**Текст для чтения:**
--------------------------------
Предисловие
Атлантида
Автор и добрый друг «ЧиМ» театральный режиссер Аркадий Кац — невероятно интересный рассказчик. Его суждения о Шекспире, Чехове, Брехте, Ануе, Вампилове можно слушать часами, а интерпретации поражают глубиной понимания и осмысления. Той же глубиной отличались постановки Аркадия Фридриховича в Рижской русской драме, Государственном академическом театре имени Вахтангова, МХТ имени Чехова, «У Никитских ворот», на множестве других зарубежных и российских сцен. И это не примитивный метод некоторых режиссеров: взять классическую вещь и пересадить на современные реалии. Чего стоит хотя бы такая трактовка Каца: «Утиная охота» — это не о кризисе среднего возраста, тем более не о борьбе с удушающими объятиями советской власти. Это нечто более глобальное и всечеловеческое, новая версия старой истории Фауста (Зилов) и Мефистофеля (официант Дима). Но, в отличие от трагедии Гете, в «Утиной охоте» главный герой теряет душу.
--------------------------------
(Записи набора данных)
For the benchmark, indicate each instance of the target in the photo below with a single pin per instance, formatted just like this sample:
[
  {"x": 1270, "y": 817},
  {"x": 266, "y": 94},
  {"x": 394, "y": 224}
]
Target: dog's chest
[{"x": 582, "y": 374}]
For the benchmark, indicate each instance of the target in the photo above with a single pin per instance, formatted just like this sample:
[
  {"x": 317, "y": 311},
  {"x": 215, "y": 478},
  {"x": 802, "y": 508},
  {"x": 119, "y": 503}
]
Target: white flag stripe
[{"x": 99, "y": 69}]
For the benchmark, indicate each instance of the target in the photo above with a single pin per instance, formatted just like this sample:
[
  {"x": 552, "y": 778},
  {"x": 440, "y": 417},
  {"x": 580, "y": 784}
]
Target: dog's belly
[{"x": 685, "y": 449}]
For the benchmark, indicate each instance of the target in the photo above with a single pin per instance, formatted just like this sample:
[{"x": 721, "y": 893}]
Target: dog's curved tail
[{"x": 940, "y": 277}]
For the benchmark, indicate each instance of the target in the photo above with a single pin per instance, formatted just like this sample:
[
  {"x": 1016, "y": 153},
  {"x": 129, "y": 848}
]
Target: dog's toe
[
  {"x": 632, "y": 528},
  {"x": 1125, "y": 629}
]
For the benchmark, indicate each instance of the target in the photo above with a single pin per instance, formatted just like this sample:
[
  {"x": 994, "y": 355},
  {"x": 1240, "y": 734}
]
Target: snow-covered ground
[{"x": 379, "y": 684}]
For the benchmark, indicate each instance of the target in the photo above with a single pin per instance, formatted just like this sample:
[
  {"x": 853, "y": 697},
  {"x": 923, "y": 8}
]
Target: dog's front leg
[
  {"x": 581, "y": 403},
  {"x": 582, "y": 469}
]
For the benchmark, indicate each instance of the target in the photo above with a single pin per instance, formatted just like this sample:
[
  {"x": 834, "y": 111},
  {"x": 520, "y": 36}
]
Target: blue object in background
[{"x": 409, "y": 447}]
--------------------------------
**Задание A:**
Какой персонаж «Утиной охоты» в тексте об Аркадии Каце сопоставлен с Мефистофелем?
**Задание B:**
Напишите продолжение текста об Аркадии Каце, начав сразу после его последнего предложения.

**Ожидаемый ответ A:**
Официант Дима.

**Ожидаемый ответ B:**
Некоторыми мыслями о творчестве Вампилова, Пушкина, Гоголя и Достоевского Аркадий Фридрихович уже поделился с читателями нашего журнала (номера 9 и 12). Но он не только величина в театральном мире, еще — одессит. Возможно, вторая инкарнация личности не менее важна, чем первая, иначе Кац бы не писал: «Каждый одессит обязан оставить хоть несколько страниц своих личных воспоминаний, а главное — встреч». Родному городу посвящено немало страниц в его книгах «Записки для легкомысленных людей» и «Похвала бессоннице», а сейчас режиссер работает над новой — «Еще раз за Одессу», отрывок из которой мы с удовольствием публикуем. К сожалению, тема города у Черного моря сейчас обросла множеством смыслов, в том числе спекулятивных, поэтому сразу подчеркнем ясно и решительно: в книге Аркадия Каца ни на йоту нет подводных течений и камней. Это мемуары человека, приближающегося к 100-летию, возможно, последнего из ныне живущих носителей настоящего одесского языка и свидетелей быта и нравов погрузившейся в пучину времени Атлантиды.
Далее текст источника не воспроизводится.